Dataset excerpts:

####

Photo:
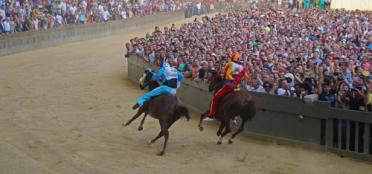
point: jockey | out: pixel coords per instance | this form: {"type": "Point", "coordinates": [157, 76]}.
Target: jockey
{"type": "Point", "coordinates": [171, 80]}
{"type": "Point", "coordinates": [233, 75]}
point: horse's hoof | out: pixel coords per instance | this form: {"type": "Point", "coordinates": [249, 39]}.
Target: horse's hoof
{"type": "Point", "coordinates": [161, 153]}
{"type": "Point", "coordinates": [201, 128]}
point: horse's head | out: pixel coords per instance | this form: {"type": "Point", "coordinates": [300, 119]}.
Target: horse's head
{"type": "Point", "coordinates": [146, 78]}
{"type": "Point", "coordinates": [216, 82]}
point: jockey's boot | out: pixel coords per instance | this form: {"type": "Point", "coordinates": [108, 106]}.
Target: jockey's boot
{"type": "Point", "coordinates": [135, 106]}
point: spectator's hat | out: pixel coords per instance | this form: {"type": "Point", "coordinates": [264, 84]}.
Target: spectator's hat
{"type": "Point", "coordinates": [290, 76]}
{"type": "Point", "coordinates": [235, 57]}
{"type": "Point", "coordinates": [365, 73]}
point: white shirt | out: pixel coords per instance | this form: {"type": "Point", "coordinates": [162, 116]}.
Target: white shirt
{"type": "Point", "coordinates": [36, 24]}
{"type": "Point", "coordinates": [284, 92]}
{"type": "Point", "coordinates": [62, 6]}
{"type": "Point", "coordinates": [2, 13]}
{"type": "Point", "coordinates": [124, 14]}
{"type": "Point", "coordinates": [6, 26]}
{"type": "Point", "coordinates": [106, 15]}
{"type": "Point", "coordinates": [59, 19]}
{"type": "Point", "coordinates": [260, 89]}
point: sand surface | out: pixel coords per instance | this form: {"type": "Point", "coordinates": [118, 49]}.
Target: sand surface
{"type": "Point", "coordinates": [61, 110]}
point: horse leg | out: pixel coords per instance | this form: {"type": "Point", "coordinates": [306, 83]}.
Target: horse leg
{"type": "Point", "coordinates": [226, 130]}
{"type": "Point", "coordinates": [222, 126]}
{"type": "Point", "coordinates": [202, 116]}
{"type": "Point", "coordinates": [165, 132]}
{"type": "Point", "coordinates": [140, 127]}
{"type": "Point", "coordinates": [160, 134]}
{"type": "Point", "coordinates": [241, 127]}
{"type": "Point", "coordinates": [139, 112]}
{"type": "Point", "coordinates": [220, 129]}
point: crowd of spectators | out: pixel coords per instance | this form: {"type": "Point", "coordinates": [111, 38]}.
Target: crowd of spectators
{"type": "Point", "coordinates": [289, 52]}
{"type": "Point", "coordinates": [26, 15]}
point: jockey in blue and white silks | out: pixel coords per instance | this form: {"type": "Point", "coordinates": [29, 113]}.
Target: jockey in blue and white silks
{"type": "Point", "coordinates": [171, 80]}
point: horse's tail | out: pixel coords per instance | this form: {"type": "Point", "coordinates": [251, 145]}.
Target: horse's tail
{"type": "Point", "coordinates": [250, 110]}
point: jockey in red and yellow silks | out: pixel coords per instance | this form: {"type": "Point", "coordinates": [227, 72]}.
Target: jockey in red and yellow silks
{"type": "Point", "coordinates": [234, 74]}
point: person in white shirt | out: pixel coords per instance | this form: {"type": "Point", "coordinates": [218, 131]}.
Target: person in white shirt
{"type": "Point", "coordinates": [106, 15]}
{"type": "Point", "coordinates": [284, 89]}
{"type": "Point", "coordinates": [2, 13]}
{"type": "Point", "coordinates": [59, 20]}
{"type": "Point", "coordinates": [6, 26]}
{"type": "Point", "coordinates": [36, 24]}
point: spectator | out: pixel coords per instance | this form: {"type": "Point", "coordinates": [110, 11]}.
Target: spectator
{"type": "Point", "coordinates": [296, 52]}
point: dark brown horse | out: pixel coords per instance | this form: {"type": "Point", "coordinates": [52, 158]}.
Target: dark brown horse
{"type": "Point", "coordinates": [239, 103]}
{"type": "Point", "coordinates": [166, 108]}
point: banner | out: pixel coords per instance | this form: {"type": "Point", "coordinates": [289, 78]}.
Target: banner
{"type": "Point", "coordinates": [352, 5]}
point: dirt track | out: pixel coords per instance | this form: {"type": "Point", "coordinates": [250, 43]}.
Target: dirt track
{"type": "Point", "coordinates": [61, 110]}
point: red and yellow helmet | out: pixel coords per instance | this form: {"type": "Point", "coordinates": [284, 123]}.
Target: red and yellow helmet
{"type": "Point", "coordinates": [235, 57]}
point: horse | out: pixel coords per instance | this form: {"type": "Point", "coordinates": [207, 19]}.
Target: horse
{"type": "Point", "coordinates": [166, 108]}
{"type": "Point", "coordinates": [238, 103]}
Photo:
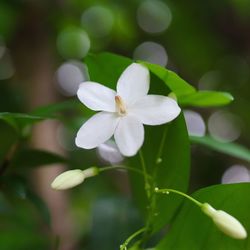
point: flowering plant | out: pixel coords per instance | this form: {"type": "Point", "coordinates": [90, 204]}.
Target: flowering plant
{"type": "Point", "coordinates": [158, 164]}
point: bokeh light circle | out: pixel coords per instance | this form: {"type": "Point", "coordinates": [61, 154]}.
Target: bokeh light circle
{"type": "Point", "coordinates": [151, 52]}
{"type": "Point", "coordinates": [236, 174]}
{"type": "Point", "coordinates": [154, 16]}
{"type": "Point", "coordinates": [69, 75]}
{"type": "Point", "coordinates": [98, 21]}
{"type": "Point", "coordinates": [195, 123]}
{"type": "Point", "coordinates": [73, 43]}
{"type": "Point", "coordinates": [224, 126]}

####

Directions: Leave out every line above except those from the line with "Target: jockey in blue and white silks" up to and including the line with "point: dark brown", and copy those exactly.

Solution:
Target: jockey in blue and white silks
{"type": "Point", "coordinates": [171, 80]}
point: horse's tail | out: pixel coords per instance | this form: {"type": "Point", "coordinates": [251, 145]}.
Target: horse's tail
{"type": "Point", "coordinates": [250, 110]}
point: jockey in red and yellow silks | out: pixel coords per instance | this form: {"type": "Point", "coordinates": [227, 72]}.
Target: jockey in red and yellow silks
{"type": "Point", "coordinates": [234, 74]}
point: person in white shirt | out: pixel coords per instance | this form: {"type": "Point", "coordinates": [218, 131]}.
Target: person in white shirt
{"type": "Point", "coordinates": [106, 15]}
{"type": "Point", "coordinates": [284, 89]}
{"type": "Point", "coordinates": [2, 13]}
{"type": "Point", "coordinates": [59, 20]}
{"type": "Point", "coordinates": [6, 26]}
{"type": "Point", "coordinates": [36, 24]}
point: spectator | out: pixel coords per instance | this form: {"type": "Point", "coordinates": [110, 11]}.
Target: spectator
{"type": "Point", "coordinates": [296, 52]}
point: dark brown horse | out: pixel coords per instance | this form: {"type": "Point", "coordinates": [52, 158]}.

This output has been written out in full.